## [The exercise]
Please retype every item below word for word and in the same order, leaving out the pictures.

********************

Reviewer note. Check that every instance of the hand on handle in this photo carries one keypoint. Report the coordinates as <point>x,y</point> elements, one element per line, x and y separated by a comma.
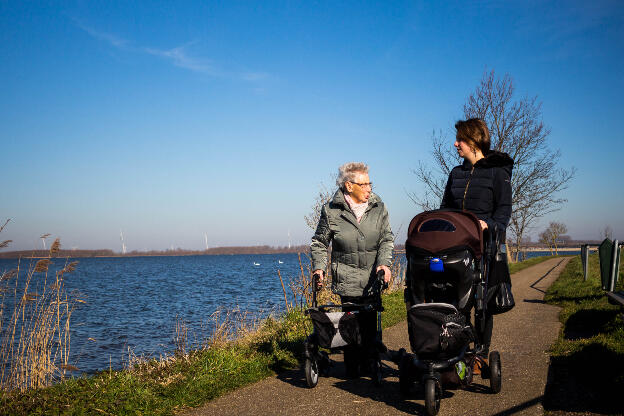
<point>384,273</point>
<point>318,276</point>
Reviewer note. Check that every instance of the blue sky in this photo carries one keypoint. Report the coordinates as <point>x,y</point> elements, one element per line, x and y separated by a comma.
<point>174,119</point>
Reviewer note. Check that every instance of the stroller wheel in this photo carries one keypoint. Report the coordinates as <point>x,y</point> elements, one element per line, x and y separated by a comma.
<point>311,370</point>
<point>376,375</point>
<point>405,376</point>
<point>433,395</point>
<point>495,372</point>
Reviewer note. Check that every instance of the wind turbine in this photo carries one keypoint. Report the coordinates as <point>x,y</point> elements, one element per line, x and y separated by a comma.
<point>123,244</point>
<point>43,237</point>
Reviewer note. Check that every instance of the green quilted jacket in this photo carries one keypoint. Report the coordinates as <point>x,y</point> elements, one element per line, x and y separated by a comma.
<point>357,249</point>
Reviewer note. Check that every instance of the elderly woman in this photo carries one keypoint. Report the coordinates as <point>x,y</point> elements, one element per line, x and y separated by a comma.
<point>355,222</point>
<point>481,185</point>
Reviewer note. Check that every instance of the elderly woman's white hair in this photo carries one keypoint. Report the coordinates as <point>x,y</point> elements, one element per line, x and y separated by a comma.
<point>348,171</point>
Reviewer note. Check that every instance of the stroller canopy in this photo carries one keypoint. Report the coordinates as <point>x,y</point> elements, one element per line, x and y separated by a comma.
<point>442,230</point>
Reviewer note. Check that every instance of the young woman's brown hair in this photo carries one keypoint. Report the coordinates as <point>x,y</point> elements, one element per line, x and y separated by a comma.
<point>474,133</point>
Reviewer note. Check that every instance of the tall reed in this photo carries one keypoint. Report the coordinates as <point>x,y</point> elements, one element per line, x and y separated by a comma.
<point>35,334</point>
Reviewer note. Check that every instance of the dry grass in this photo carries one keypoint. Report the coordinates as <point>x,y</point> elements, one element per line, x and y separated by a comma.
<point>35,336</point>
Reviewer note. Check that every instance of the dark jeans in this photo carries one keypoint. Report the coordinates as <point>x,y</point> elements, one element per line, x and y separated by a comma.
<point>359,356</point>
<point>485,337</point>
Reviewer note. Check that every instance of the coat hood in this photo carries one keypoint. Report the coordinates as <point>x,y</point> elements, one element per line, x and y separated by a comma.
<point>494,159</point>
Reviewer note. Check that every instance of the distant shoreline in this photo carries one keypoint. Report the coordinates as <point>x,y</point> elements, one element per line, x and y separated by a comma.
<point>101,253</point>
<point>216,251</point>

********************

## [Written answer]
Reviewer note. Check that every instance of the hand on handle in this photo carries one keypoint. Report the coordinates as <point>x,y</point> elements, one element per line, x and y separated by a comma.
<point>384,273</point>
<point>318,276</point>
Reviewer note. Check that every instance of the blue sky in this photo carries one keypoint. Report the coordinates as <point>x,y</point> elements, one element per line, x and y separated by a comma.
<point>174,119</point>
Reviewer note. Check that every instance of the stroller wheel in this photo carries one keypoint. Report the coordinates as <point>x,y</point> elements, one element per line, x and y separated by a comma.
<point>311,370</point>
<point>376,375</point>
<point>405,376</point>
<point>433,395</point>
<point>495,372</point>
Reviewer note. Check that every instance of the wind turbine in this photo carries one keypoint. Report the coordinates as <point>x,y</point> elements, one element per line, x and y separated by a comma.
<point>123,244</point>
<point>43,237</point>
Reviewer note. Check that every instance of the green quilted jacket in this photo carries one keypoint. Report the coordinates as <point>x,y</point> elements, one element per line, x and y separated by a comma.
<point>357,249</point>
Reviewer note. Check that every instance of the elderly woman in this photo carries one keypoint. Report the coordinates as <point>x,y</point> elements, one element per line, x and y separated by a comma.
<point>355,222</point>
<point>481,185</point>
Reviewer note. Check that every instance of the elderly woman's white hair in this photo carries one keypoint. Report the coordinates as <point>x,y</point> elements, one element per line, x and y separated by a comma.
<point>348,171</point>
Reviewer note. Check that every instance of the stroller canopy in this photo carries one keypoint. Report the coordinates as <point>x,y</point> elements, one element per line, x and y separated by a comma.
<point>442,230</point>
Reviewer note. Check that every instance of the young woman's brown hair in this photo carries one keypoint. Report the coordinates as <point>x,y</point> elements, one element per line, x and y separated by a comma.
<point>474,133</point>
Reviewer note. Check that every instance of the tall reed in this photo carries one keypoint. Report the coordinates as <point>x,y</point> elements, one element per line, x and y separated by a comma.
<point>35,334</point>
Reviewer note. Check that every instance of the dry grass in this photo carries one keypoint. Report the coordinates as <point>x,y</point> elements, one element per line, x and y separated by a comma.
<point>35,336</point>
Reviewer note. Check that every instance of the dark jeans in this photo carries one keypoint. Report the coordinates as <point>x,y</point> elements, one element per line, x and y separated by a comma.
<point>359,356</point>
<point>485,337</point>
Reviewer note. Check that every instance of the coat hood in this photo carries one keypoint. Report the coordinates as <point>x,y</point> elements, one element per line, x and y separated by a comma.
<point>494,159</point>
Reviewer note. Check that every instance of the distant shoreline in this photo carries one keypoint. Report the coordinates as <point>x,y</point> elements, one element per line, x and y separated by a comma.
<point>101,253</point>
<point>216,251</point>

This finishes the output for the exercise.